Add 138 to every number in the point coordinates, leaving all other numbers unchanged, and write out everything from the line containing "Target: headphones" down to the end of the items, including the requests.

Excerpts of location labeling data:
** Start **

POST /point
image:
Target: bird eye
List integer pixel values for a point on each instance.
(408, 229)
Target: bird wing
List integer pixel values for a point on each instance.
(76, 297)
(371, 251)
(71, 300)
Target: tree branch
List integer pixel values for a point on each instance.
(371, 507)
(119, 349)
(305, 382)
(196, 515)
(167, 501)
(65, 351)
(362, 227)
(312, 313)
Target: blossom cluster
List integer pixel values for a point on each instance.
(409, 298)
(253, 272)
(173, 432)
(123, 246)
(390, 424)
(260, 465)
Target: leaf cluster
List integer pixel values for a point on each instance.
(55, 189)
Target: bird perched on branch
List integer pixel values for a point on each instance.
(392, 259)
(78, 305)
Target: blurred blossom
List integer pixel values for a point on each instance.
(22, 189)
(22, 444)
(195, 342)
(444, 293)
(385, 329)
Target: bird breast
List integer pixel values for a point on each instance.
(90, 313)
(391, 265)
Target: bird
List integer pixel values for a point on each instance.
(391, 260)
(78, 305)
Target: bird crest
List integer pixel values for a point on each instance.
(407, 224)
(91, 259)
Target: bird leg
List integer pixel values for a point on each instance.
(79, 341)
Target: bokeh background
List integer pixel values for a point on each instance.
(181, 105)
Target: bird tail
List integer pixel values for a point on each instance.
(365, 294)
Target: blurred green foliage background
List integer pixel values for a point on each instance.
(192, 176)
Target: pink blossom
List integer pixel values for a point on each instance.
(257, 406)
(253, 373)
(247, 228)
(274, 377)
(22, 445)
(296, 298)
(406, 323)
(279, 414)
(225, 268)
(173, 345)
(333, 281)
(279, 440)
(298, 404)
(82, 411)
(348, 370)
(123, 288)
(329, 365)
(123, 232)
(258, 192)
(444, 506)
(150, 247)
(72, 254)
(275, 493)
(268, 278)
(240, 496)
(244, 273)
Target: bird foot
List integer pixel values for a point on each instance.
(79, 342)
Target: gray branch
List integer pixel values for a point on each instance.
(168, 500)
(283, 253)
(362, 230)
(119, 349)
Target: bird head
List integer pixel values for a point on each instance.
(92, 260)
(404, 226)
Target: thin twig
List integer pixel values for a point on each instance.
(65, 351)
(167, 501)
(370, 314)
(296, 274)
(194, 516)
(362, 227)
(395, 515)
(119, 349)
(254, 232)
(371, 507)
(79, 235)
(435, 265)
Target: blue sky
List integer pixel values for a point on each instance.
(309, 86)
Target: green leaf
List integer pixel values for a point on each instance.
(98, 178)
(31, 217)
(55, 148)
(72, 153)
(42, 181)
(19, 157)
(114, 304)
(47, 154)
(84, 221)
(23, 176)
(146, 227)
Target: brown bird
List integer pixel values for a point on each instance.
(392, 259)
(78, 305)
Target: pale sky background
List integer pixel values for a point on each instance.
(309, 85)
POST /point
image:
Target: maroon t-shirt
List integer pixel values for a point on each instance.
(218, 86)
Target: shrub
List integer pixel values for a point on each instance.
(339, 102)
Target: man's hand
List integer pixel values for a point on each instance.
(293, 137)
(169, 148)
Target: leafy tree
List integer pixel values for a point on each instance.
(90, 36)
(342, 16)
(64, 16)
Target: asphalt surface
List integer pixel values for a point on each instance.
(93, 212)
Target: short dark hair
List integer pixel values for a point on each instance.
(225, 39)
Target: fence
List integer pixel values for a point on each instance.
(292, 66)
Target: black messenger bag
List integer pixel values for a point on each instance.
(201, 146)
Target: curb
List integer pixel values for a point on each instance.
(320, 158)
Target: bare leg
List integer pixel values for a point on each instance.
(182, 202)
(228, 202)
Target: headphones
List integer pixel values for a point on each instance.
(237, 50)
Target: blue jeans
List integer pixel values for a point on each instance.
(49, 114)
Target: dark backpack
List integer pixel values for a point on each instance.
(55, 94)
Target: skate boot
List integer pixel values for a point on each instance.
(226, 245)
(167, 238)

** End **

=== FINAL RESULT ===
Target: headphones
List integer pixel values for a point on each instance.
(375, 188)
Target: blue jeans
List integer pixel values for a point on each instance.
(187, 252)
Target: dark backpack
List integer pixel values for a point on each instance.
(193, 232)
Target: skate boot
List integer pixel values for a point on each instance.
(364, 383)
(305, 376)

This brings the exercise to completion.